Opdracht 1
Verschuif elke coördinaat in de vermeldingen met 140, van de regel met "TARGET = aquatic plant" tot en met het einde van de vermeldingen. Geef die regels daarna volledig opnieuw weer.

■ ■ ■

12 De andere schapen hebben een prachtige hoop waar ze Jehovah en Jezus dankbaar voor zijn. Ze zijn niet uitgekozen om in de hemel te leven, maar ze zijn absoluut niet minder kostbaar of waardevol voor Jehovah. Beide groepen kunnen God en Christus loven. Ze doen dat onder andere door het Avondmaal bij te wonen.

LOOF GOD EN CHRISTUS OP HET AVONDMAAL

Als op het Avondmaal de symbolen worden doorgegeven, worden we eraan herinnerd dat Jezus voor ons in de plaats stierf zodat wij kunnen leven (Zie alinea 13-15)

13-14. Waarom moet iedereen de Gedachtenisviering bijwonen?

13 De afgelopen jaren gebruikt op het Avondmaal ongeveer 1 op de 1000 aanwezigen van de symbolen. In de meeste gemeenten zijn er dus geen deelnemers. Verreweg de meeste aanwezigen hebben de aardse hoop. Maar waarom gaan ze naar het Avondmaal? Om dezelfde reden als mensen die naar de bruiloft van een vriend gaan. De vrienden gaan naar de bruiloft om te laten zien dat ze van het bruidspaar houden en achter hen staan. De andere schapen gaan dus naar het Avondmaal om te laten zien dat ze van Christus en de gezalfden houden en achter hen staan. Ze gaan ook uit waardering voor het offer dat herdacht wordt, een offer dat eeuwig leven op aarde mogelijk maakt.

14 Bovendien gaan de andere schapen naar het Avondmaal uit gehoorzaamheid aan Jezus’ gebod. Toen Jezus die herdenking met zijn trouwe apostelen instelde, zei hij: ‘Blijf dit doen om mij te gedenken’ (1 Kor. 11:23-26). Ze blijven dus het Avondmaal bezoeken zolang er nog gezalfden op aarde zijn. En ze nodigen iedereen uit om ook te komen.

15. Hoe kun je God en Christus op de Gedachtenisviering loven?

15 Op de Gedachtenisviering kunnen we God en Christus loven met lied en gebed. Het thema van de lezing is: ‘Wees dankbaar voor wat God en Christus voor je hebben gedaan!’ Onze waardering voor Jehovah en Christus zal worden vergroot. Als het brood en de wijn worden doorgegeven, worden we eraan herinnerd wat ze symboliseren: Jezus’ lichaam en bloed. We zullen erbij stilstaan dat Jehovah zijn Zoon voor ons in de plaats liet sterven zodat wij kunnen leven (Matth. 20:28). Iedereen die van onze hemelse Vader en zijn Zoon houdt wil natuurlijk aanwezig zijn.

■ ■ ■

Opdracht 2
Neem uit het artikel letterlijk de passage over van "Als op het Avondmaal" tot en met "(Zie alinea 13-15)".

■ ■ ■

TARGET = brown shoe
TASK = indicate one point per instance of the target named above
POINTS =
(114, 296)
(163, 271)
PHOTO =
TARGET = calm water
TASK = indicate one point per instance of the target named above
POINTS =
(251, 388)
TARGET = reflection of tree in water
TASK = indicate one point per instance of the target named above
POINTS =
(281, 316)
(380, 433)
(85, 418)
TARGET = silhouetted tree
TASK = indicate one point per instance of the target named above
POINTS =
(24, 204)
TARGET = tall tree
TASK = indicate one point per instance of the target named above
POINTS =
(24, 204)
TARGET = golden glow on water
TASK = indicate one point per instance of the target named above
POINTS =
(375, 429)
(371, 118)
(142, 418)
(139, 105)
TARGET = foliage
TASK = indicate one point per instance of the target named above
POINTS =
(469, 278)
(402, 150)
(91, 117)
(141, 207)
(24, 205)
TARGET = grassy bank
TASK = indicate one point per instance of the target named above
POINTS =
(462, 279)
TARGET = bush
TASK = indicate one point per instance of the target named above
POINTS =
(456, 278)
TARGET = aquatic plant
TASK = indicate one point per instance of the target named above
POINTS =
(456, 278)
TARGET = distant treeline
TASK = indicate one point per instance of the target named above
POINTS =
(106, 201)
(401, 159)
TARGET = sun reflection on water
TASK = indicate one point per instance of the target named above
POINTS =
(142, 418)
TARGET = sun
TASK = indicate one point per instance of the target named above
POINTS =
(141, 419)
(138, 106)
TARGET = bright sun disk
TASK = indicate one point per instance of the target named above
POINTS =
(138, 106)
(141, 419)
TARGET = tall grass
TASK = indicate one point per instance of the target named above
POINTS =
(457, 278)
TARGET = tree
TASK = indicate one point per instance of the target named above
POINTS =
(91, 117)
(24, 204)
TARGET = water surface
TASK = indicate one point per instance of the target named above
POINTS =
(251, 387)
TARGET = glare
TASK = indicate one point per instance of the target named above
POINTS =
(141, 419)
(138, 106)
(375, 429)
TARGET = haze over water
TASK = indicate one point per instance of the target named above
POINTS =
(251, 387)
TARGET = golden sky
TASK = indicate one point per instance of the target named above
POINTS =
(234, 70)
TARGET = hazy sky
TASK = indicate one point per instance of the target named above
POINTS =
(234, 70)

■ ■ ■

Juist resultaat 1
TARGET = aquatic plant
TASK = indicate one point per instance of the target named above
POINTS =
(596, 418)
TARGET = distant treeline
TASK = indicate one point per instance of the target named above
POINTS =
(246, 341)
(541, 299)
TARGET = sun reflection on water
TASK = indicate one point per instance of the target named above
POINTS =
(282, 558)
TARGET = sun
TASK = indicate one point per instance of the target named above
POINTS =
(281, 559)
(278, 246)
TARGET = bright sun disk
TASK = indicate one point per instance of the target named above
POINTS =
(278, 246)
(281, 559)
TARGET = tall grass
TASK = indicate one point per instance of the target named above
POINTS =
(597, 418)
TARGET = tree
TASK = indicate one point per instance of the target named above
POINTS =
(231, 257)
(164, 344)
TARGET = water surface
TASK = indicate one point per instance of the target named above
POINTS =
(391, 527)
TARGET = glare
TASK = indicate one point per instance of the target named above
POINTS =
(281, 559)
(278, 246)
(515, 569)
TARGET = haze over water
TASK = indicate one point per instance of the target named above
POINTS =
(391, 527)
TARGET = golden sky
TASK = indicate one point per instance of the target named above
POINTS =
(374, 210)
TARGET = hazy sky
TASK = indicate one point per instance of the target named above
POINTS =
(374, 210)

Juist resultaat 2
Als op het Avondmaal de symbolen worden doorgegeven, worden we eraan herinnerd dat Jezus voor ons in de plaats stierf zodat wij kunnen leven (Zie alinea 13-15)